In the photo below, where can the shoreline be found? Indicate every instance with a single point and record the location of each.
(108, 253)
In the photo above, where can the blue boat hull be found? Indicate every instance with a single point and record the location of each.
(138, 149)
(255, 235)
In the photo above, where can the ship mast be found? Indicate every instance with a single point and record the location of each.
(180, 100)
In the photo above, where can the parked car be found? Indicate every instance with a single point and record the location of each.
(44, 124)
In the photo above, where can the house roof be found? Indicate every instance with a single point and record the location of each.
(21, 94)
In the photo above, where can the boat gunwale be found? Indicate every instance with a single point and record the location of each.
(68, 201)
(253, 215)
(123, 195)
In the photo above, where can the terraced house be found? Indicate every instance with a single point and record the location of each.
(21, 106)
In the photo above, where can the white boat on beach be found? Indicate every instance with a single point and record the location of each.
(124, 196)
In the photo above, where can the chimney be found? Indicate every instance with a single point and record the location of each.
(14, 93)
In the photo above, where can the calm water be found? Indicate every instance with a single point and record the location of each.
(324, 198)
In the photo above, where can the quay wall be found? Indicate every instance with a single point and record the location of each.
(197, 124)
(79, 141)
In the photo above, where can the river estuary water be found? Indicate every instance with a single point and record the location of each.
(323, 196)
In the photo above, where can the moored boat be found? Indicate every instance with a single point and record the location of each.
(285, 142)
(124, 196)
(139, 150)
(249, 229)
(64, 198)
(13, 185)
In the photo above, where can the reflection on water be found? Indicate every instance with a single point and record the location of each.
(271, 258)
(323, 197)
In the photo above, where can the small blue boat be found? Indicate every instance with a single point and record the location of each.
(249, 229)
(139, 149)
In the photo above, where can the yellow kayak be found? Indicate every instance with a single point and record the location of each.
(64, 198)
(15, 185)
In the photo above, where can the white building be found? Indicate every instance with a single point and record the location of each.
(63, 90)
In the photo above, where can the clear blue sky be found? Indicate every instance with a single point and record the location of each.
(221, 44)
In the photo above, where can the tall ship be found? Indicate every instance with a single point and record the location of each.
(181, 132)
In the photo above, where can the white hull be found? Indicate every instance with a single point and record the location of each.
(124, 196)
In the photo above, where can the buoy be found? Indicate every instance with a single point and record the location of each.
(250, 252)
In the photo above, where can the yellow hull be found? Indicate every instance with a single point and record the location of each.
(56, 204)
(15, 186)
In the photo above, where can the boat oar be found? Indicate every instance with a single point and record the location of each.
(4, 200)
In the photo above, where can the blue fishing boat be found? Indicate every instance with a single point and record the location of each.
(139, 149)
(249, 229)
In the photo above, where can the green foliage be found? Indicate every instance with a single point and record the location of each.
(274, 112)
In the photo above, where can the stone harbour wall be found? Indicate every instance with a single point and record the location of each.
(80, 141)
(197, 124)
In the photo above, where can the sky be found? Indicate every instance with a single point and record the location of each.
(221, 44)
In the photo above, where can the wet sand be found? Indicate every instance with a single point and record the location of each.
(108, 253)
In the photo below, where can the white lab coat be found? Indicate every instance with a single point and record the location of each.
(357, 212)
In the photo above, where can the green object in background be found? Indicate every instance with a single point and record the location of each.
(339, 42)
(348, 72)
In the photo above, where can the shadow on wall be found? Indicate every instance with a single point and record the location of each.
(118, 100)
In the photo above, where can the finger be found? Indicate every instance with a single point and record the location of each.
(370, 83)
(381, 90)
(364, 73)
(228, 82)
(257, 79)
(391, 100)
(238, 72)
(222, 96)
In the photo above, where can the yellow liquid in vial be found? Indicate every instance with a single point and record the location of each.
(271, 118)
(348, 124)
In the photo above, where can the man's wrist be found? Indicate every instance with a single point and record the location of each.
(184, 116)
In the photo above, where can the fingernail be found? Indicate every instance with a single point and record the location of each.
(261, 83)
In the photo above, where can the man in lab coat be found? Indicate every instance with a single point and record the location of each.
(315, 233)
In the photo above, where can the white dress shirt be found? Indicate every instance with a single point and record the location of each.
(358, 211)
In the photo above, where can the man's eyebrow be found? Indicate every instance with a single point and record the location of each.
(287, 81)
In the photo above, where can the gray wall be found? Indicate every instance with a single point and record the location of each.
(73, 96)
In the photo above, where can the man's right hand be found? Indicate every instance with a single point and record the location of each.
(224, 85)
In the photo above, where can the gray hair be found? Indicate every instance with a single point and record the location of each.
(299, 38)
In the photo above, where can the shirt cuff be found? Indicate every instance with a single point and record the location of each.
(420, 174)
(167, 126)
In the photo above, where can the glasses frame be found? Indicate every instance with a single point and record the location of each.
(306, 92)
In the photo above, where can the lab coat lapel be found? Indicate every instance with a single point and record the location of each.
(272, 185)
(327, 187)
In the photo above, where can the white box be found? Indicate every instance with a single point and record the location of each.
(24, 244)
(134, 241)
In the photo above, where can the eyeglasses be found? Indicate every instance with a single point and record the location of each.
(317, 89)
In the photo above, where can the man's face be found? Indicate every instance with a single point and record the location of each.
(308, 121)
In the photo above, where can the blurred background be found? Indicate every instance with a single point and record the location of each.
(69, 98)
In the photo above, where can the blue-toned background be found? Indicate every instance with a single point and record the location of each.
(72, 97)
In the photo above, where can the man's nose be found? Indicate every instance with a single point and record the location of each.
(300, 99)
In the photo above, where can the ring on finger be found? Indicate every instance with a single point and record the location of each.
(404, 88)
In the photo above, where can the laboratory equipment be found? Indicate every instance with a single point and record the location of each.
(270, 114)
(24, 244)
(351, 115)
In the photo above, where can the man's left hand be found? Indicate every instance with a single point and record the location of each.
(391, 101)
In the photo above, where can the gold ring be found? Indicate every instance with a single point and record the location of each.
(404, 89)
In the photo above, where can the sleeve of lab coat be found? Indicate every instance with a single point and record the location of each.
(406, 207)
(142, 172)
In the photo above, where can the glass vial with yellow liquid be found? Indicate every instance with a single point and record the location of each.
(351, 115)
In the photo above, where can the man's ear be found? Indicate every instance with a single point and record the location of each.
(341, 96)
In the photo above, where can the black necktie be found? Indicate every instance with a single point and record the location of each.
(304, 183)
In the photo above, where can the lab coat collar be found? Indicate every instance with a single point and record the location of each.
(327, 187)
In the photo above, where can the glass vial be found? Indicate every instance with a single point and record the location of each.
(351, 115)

▸ Request
Can you give all the lines above as a JSON list of strings, one string per line, leaving out any blank lines?

▸ Response to the exercise
[
  "In the photo below, where can the shoreline be found? Indicate every instance with a single point and record the location of each.",
  "(108, 253)",
  "In the photo above, where can the blue boat hull be found? Indicate every instance with a single point and record the location of each.",
  "(138, 149)",
  "(255, 235)",
  "In the photo above, where can the ship mast be found? Indicate every instance with a single point and record the location of each.",
  "(180, 100)",
  "In the photo above, where can the parked car be found? Indicate every instance with a single point and record the location of each.",
  "(44, 124)",
  "In the photo above, where can the house roof be found? Indicate every instance with a single point and record the location of each.",
  "(21, 94)",
  "In the photo above, where can the boat gunwale be found? Indicate every instance with a single point and record the location of each.",
  "(68, 201)",
  "(253, 215)",
  "(123, 195)",
  "In the photo above, where can the terraced house be found? Indicate every instance with a single point and record the location of each.",
  "(21, 106)",
  "In the photo above, where can the white boat on beach be found? Indicate every instance with a single point and record the location of each.",
  "(124, 196)",
  "In the photo above, where can the chimney be found? Indicate every instance with a single point and record the location of each.",
  "(14, 93)",
  "In the photo above, where can the calm water be found? Indicate every instance with a single point and record the location of each.",
  "(324, 198)",
  "In the photo above, where can the quay wall be found? Indicate every instance with a single point and record the location of each.",
  "(197, 124)",
  "(79, 141)",
  "In the photo above, where can the river estuary water be found? Indicate every instance with a single point and record the location of each.",
  "(323, 196)",
  "In the photo above, where can the moored boat be found? Indicate every instance with a single point and record the location of each.",
  "(285, 142)",
  "(124, 196)",
  "(139, 150)",
  "(249, 229)",
  "(64, 198)",
  "(13, 185)",
  "In the photo above, where can the reflection on water be found? Indicate every instance with a single point and record the location of each.",
  "(271, 258)",
  "(323, 197)",
  "In the photo above, where can the small blue boat be found? Indicate every instance with a single point and record the location of each.",
  "(249, 229)",
  "(139, 149)",
  "In the photo above, where can the yellow kayak be found? Indicate every instance with a single point and record the location of each.",
  "(64, 198)",
  "(15, 185)",
  "In the photo above, where can the white building be found? Indicate every instance with a single point and record the location of each.",
  "(63, 90)",
  "In the photo above, where can the clear blue sky be found? Indicate every instance with a single point and record the location of each.",
  "(221, 44)",
  "In the photo above, where can the tall ship be found? Indicate every instance with a single point and record the location of each.",
  "(181, 132)",
  "In the photo above, where can the white hull be found? Indicate every instance with a single point and record the location of each.",
  "(124, 196)",
  "In the photo above, where can the buoy be found? Indicate every instance with a single point and record the location of each.",
  "(250, 252)",
  "In the photo above, where can the yellow hull be found? Indicate every instance with a single point and record the location of each.",
  "(56, 204)",
  "(15, 186)",
  "In the photo above, where can the boat oar be found? Indicate every instance with a single point and record the location of each.",
  "(4, 200)",
  "In the photo above, where can the blue fishing boat be found? Indicate every instance with a single point and record the location of each.",
  "(139, 149)",
  "(249, 229)",
  "In the photo above, where can the green foliage be found? Indicate every instance with a single point and record the location of each.",
  "(274, 112)",
  "In the photo above, where can the stone harbour wall be found? Indicate every instance with a single point and record the location of each.",
  "(80, 141)",
  "(197, 124)",
  "In the photo above, where can the sky be found? Indicate every instance with a single point and record the location of each.",
  "(221, 44)",
  "In the photo above, where can the wet sand be found? Indicate every instance with a single point and record the location of each.",
  "(108, 253)",
  "In the photo below, where can the white lab coat be found? Indicate every instance with a single point and record the location of each.",
  "(357, 212)",
  "In the photo above, where can the green object in background be found? Indicate every instance with a single point and record the location of each.",
  "(339, 42)",
  "(348, 72)",
  "In the photo above, where can the shadow on wall be found? Indicate every instance with a single point and record the location of each.",
  "(118, 100)",
  "In the photo above, where can the finger be found? Indicate every instance with a single point and record the location of each.",
  "(370, 83)",
  "(381, 90)",
  "(364, 73)",
  "(228, 82)",
  "(257, 79)",
  "(391, 100)",
  "(238, 72)",
  "(222, 96)",
  "In the photo above, where can the yellow liquid in vial be found? Indicate every instance with a single point and record the location of each.",
  "(271, 118)",
  "(348, 124)",
  "In the photo above, where can the man's wrist be found? Indicate every instance with a single point and record the location of each.",
  "(184, 116)",
  "In the photo above, where can the fingernail be found? Indicate every instance with a single point and record the location of each.",
  "(261, 83)",
  "In the photo above, where can the man in lab coat be found? Indicate every instance with a single point and record the location of each.",
  "(315, 233)",
  "In the photo above, where can the white dress shirt be found? Indicate every instance with a single point and record the location of each.",
  "(358, 211)",
  "In the photo above, where can the man's eyebrow be found? Indicate every instance with a single point and record the location of each.",
  "(287, 81)",
  "In the photo above, where can the gray wall be found? Indicate every instance with a single point and record the location of each.",
  "(73, 96)",
  "In the photo above, where can the man's right hand be found? Indicate every instance with a single point and record the location of each.",
  "(224, 85)",
  "In the photo above, where can the gray hair be found? Indicate every instance with a single point and record the location of each.",
  "(299, 38)",
  "In the photo above, where can the shirt cuff be found? Indicate every instance with a single point and record the location of each.",
  "(420, 174)",
  "(167, 126)",
  "In the photo above, where can the glasses frame be found? Indicate every instance with a single point and record the location of each.",
  "(306, 92)",
  "In the photo above, where can the lab coat lapel be found? Indicate every instance with a single point and record the location of each.",
  "(272, 185)",
  "(327, 187)",
  "In the photo above, where can the white box be found? Indicate every instance with a single point and record the location of each.",
  "(24, 244)",
  "(134, 241)",
  "In the photo above, where can the eyeglasses be found? Indicate every instance with a single point and record the location of each.",
  "(317, 89)",
  "In the photo above, where can the man's face be found? Indicate every instance with a single point and record the location of each.",
  "(308, 121)",
  "In the photo above, where can the blurred background be found? Indicate every instance with a single point and record the location of each.",
  "(69, 98)",
  "In the photo above, where can the blue-toned background be found? Indicate every instance with a single point and record the location of each.",
  "(72, 97)",
  "In the photo above, where can the man's nose be found? Indicate every instance with a single point and record the location of each.",
  "(300, 99)",
  "In the photo above, where can the ring on finger be found? Indicate every instance with a single point and record the location of each.",
  "(404, 88)",
  "In the photo above, where can the laboratory equipment be found? Indicate every instance with a single point and record the location of each.",
  "(270, 114)",
  "(24, 244)",
  "(351, 115)",
  "In the photo above, where can the man's left hand be found? Indicate every instance with a single point and record the location of each.",
  "(391, 101)",
  "In the photo above, where can the gold ring be found? Indicate every instance with a single point and record the location of each.",
  "(404, 89)",
  "In the photo above, where can the sleeve of lab coat be found? Indicate every instance with a single point and record the location of each.",
  "(406, 207)",
  "(142, 172)",
  "In the photo above, where can the glass vial with yellow liquid be found? Indicate every instance with a single point and record the location of each.",
  "(351, 115)",
  "In the photo above, where can the man's ear be found? Indicate every instance with a single point and record the location of each.",
  "(341, 96)",
  "In the photo above, where can the black necktie be found? Indicate every instance with a single point and record the location of each.",
  "(304, 183)",
  "In the photo above, where can the lab coat collar be found? Indicate every instance with a single point and record the location of each.",
  "(327, 187)",
  "In the photo above, where can the glass vial be found? Indicate every instance with a single point and record the location of each.",
  "(351, 115)"
]